**DIRECTIONS:**
Pick out every line of the entries below that contains the word "retrieve", and copy each such line in full.

......

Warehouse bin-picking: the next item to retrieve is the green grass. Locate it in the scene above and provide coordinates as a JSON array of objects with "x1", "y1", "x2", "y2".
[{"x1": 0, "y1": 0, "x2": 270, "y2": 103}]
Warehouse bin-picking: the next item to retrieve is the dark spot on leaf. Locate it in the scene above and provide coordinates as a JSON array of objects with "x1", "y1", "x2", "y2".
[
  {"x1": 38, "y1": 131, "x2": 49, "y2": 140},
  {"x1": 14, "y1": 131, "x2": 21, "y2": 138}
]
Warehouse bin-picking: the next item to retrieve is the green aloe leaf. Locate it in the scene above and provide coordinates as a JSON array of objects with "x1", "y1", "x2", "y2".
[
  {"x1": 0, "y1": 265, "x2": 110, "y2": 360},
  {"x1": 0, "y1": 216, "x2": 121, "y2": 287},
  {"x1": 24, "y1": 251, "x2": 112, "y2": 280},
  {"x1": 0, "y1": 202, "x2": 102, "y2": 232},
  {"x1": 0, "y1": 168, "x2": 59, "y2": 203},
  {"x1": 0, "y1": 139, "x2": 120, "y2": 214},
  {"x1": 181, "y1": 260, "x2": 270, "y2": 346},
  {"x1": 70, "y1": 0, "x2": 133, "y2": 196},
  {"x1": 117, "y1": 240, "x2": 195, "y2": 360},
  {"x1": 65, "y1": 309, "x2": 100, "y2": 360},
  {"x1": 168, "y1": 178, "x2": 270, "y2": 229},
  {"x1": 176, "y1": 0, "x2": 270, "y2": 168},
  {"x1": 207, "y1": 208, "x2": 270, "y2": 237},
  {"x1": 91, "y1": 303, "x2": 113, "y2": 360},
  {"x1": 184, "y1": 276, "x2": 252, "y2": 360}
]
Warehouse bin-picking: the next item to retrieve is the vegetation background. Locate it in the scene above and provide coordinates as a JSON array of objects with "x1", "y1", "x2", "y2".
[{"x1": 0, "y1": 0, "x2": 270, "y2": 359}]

......

**EXERCISE ANSWER:**
Warehouse bin-picking: the next item to retrieve is the green grass. Locate it in the scene above and provide coordinates as a JSON array of objects with "x1", "y1", "x2", "y2".
Warehouse bin-picking: the next item to retrieve is the dark spot on leaf. Locate it in the scene above and provide coordinates as a JSON array of objects with "x1", "y1", "x2", "y2".
Warehouse bin-picking: the next item to retrieve is the green aloe leaf. Locate it in the scene above and provide coordinates as a JSON array of objects with "x1", "y1", "x2", "y2".
Warehouse bin-picking: the next item to retrieve is the vegetation background. Locate it in the scene above and provide coordinates as a JSON array of objects with "x1", "y1", "x2", "y2".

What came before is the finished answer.